• Task requirements
Write out the whole listing exactly as it stands.
┌──
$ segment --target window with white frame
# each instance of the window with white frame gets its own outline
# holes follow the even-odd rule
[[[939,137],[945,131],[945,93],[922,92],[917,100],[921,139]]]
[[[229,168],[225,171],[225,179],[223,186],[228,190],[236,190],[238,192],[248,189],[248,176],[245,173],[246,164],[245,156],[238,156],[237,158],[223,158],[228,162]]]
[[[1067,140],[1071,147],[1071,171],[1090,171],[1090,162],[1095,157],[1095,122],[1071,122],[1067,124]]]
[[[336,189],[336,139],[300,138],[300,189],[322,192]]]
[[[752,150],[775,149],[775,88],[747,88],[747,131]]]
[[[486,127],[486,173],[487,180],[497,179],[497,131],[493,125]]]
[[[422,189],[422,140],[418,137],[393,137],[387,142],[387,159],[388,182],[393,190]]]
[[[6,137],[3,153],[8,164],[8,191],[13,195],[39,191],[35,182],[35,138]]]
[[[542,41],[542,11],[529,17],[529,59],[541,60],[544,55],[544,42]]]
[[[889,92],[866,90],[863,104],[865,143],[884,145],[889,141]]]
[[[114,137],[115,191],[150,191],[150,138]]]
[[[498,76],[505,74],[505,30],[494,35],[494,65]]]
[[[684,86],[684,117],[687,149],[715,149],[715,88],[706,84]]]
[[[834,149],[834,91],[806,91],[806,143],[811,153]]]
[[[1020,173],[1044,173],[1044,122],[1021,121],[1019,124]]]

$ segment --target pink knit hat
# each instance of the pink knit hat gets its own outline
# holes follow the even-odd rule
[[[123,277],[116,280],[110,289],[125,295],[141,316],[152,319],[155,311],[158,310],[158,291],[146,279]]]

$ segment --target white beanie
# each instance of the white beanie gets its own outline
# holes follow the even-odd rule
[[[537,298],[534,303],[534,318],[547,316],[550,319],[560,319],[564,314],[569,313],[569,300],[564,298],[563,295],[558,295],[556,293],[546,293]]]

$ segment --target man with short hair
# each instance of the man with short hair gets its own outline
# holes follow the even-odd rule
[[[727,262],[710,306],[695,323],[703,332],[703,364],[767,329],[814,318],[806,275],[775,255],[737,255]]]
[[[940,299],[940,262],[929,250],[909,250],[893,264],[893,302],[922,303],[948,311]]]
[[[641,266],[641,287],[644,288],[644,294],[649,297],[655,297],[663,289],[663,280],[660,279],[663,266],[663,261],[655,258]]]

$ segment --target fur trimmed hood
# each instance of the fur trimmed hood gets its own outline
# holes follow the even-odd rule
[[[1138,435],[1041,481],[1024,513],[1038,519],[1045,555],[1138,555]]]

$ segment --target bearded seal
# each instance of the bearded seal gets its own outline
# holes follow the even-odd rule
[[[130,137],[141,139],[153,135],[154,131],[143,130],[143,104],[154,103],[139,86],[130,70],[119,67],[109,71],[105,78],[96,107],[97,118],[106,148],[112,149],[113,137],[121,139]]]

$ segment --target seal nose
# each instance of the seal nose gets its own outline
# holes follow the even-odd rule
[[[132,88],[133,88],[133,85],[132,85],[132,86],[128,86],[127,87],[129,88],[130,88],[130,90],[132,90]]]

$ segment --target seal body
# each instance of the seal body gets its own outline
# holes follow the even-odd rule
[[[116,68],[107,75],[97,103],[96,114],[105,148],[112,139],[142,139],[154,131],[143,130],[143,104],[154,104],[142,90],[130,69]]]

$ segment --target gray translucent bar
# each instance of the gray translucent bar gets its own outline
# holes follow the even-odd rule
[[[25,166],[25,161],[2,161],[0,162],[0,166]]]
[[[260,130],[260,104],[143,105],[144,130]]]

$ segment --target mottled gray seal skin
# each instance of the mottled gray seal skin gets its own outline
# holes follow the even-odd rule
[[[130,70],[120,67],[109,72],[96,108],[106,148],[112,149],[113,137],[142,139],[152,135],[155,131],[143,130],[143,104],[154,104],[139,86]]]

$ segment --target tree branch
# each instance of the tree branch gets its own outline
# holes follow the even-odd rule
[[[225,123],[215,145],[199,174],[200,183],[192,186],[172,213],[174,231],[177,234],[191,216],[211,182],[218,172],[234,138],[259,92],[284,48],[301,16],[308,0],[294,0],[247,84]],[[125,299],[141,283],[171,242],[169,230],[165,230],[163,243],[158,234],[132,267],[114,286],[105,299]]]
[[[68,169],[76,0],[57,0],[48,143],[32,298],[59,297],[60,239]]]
└──
• Full answer
$ segment --target window with white frame
# each instance of the window with white frame gets its own outline
# holes follow the even-odd rule
[[[939,137],[945,131],[945,93],[922,92],[917,100],[921,139]]]
[[[229,168],[225,171],[225,179],[223,186],[228,190],[236,190],[238,192],[248,189],[248,176],[245,173],[246,164],[245,156],[238,156],[237,158],[223,158],[228,162]]]
[[[1067,140],[1071,147],[1071,171],[1090,171],[1090,162],[1095,157],[1095,122],[1071,122],[1067,124]]]
[[[336,189],[336,139],[300,138],[300,189],[322,192]]]
[[[752,150],[775,149],[775,88],[747,88],[747,131]]]
[[[486,127],[486,173],[487,180],[497,179],[497,131],[493,125]]]
[[[422,189],[422,140],[418,137],[393,137],[387,142],[387,159],[388,182],[393,190]]]
[[[6,137],[3,153],[8,164],[8,191],[13,195],[39,191],[35,182],[35,138]]]
[[[542,41],[542,11],[529,17],[529,59],[541,60],[544,55],[544,42]]]
[[[889,92],[866,90],[863,104],[865,143],[884,145],[889,141]]]
[[[114,137],[115,191],[150,191],[150,138]]]
[[[498,76],[505,74],[505,30],[494,35],[494,65]]]
[[[684,86],[684,117],[687,149],[715,149],[715,88],[706,84]]]
[[[834,149],[834,91],[806,91],[806,143],[811,153]]]
[[[1020,173],[1044,173],[1044,122],[1021,121],[1019,124]]]

$ segment --target pink knit hat
# each instance of the pink knit hat gets its own outline
# holes follow the even-odd rule
[[[123,277],[116,280],[110,289],[125,295],[141,316],[152,319],[155,311],[158,310],[158,291],[146,279]]]

$ segment --target white beanie
# each instance of the white beanie gets its own outline
# holes follow the even-odd rule
[[[537,298],[534,303],[534,318],[547,316],[550,319],[560,319],[564,314],[569,313],[569,300],[564,298],[563,295],[558,295],[556,293],[546,293]]]

$ segment --target man with short hair
# each instance of the man with short hair gets its own outline
# holes follow the even-odd rule
[[[727,262],[710,306],[695,323],[703,332],[703,364],[767,329],[814,318],[806,275],[775,255],[737,255]]]
[[[940,299],[940,262],[929,250],[909,250],[893,264],[893,302],[922,303],[948,311]]]
[[[641,266],[641,287],[644,288],[644,294],[649,297],[655,297],[663,289],[663,280],[660,279],[663,266],[663,261],[655,258]]]

$ segment --target fur trimmed hood
# each instance of the fur trimmed hood gets its own outline
# holes follow the even-odd rule
[[[1138,435],[1041,481],[1024,513],[1038,519],[1045,555],[1138,555]]]

$ segment --target bearded seal
# each instance of the bearded seal gets its own outline
# holes follow the even-odd rule
[[[130,137],[141,139],[153,135],[154,131],[143,130],[143,104],[154,103],[139,86],[130,70],[119,67],[109,71],[105,78],[96,107],[97,118],[106,148],[112,149],[113,137],[121,139]]]

$ segment --target seal nose
# each instance of the seal nose gets its own outline
# holes follow the even-odd rule
[[[132,88],[133,88],[133,85],[132,85],[132,86],[128,86],[127,87],[129,88],[130,88],[130,90],[132,90]]]

$ segment --target seal body
# each instance of the seal body gets its own outline
# holes follow the even-odd rule
[[[116,68],[107,75],[97,103],[96,114],[105,148],[112,139],[142,139],[154,131],[143,130],[143,104],[154,104],[142,90],[130,69]]]

$ segment --target gray translucent bar
# each instance of the gray translucent bar gets its own outline
# holes follow the even-odd rule
[[[25,166],[25,161],[2,161],[0,162],[0,166]]]
[[[260,130],[260,104],[143,105],[144,130]]]

$ segment --target mottled gray seal skin
# each instance of the mottled gray seal skin gets its own outline
# holes follow the even-odd rule
[[[130,70],[120,67],[109,72],[96,108],[106,148],[112,149],[113,137],[142,139],[152,135],[155,131],[143,130],[143,104],[154,104],[139,86]]]

$ segment --target tree branch
# each instance of the tree branch gets its own outline
# holes follow the even-odd rule
[[[225,123],[215,145],[199,174],[200,183],[192,186],[172,213],[174,231],[177,234],[191,216],[211,182],[218,172],[234,138],[259,92],[284,48],[301,16],[308,0],[294,0],[247,84]],[[125,299],[141,283],[171,242],[169,230],[165,230],[163,243],[158,234],[132,267],[114,286],[105,299]]]
[[[68,169],[76,0],[57,0],[48,143],[32,298],[59,297],[60,239]]]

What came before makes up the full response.